* Begin *

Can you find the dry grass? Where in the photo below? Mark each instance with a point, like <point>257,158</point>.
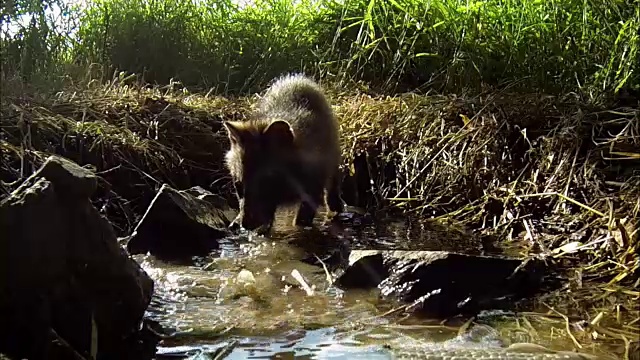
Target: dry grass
<point>551,174</point>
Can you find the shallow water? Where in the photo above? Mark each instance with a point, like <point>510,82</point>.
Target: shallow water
<point>245,292</point>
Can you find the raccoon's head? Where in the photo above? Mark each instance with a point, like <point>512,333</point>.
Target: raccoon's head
<point>258,162</point>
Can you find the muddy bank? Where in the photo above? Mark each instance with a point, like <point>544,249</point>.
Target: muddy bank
<point>549,176</point>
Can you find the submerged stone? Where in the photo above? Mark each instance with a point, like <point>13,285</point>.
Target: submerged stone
<point>441,283</point>
<point>180,224</point>
<point>65,285</point>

* End *

Return the whole listing above word for word, leaving out the picture.

Can you find the dry grass? Where in the photo below? Mark each instance with a point, like <point>257,158</point>.
Target: dry grass
<point>551,174</point>
Can you find the shallow water? Where in the photo above? Mark each instance with a point, like <point>510,82</point>.
Target: shallow water
<point>245,292</point>
Can you find the raccoon's head? Where in the photo above? Mark each instance with a point, like <point>512,333</point>.
Target: raccoon's head
<point>258,162</point>
Can you find the muddy bank? Where in the photo above? Mark each instance with a point, like <point>544,249</point>.
Target: muddy bank
<point>549,176</point>
Can you find the submerged stone? Where in the photo above? Mark each instance with a point, like <point>13,285</point>.
Target: submerged stone
<point>441,283</point>
<point>180,224</point>
<point>65,285</point>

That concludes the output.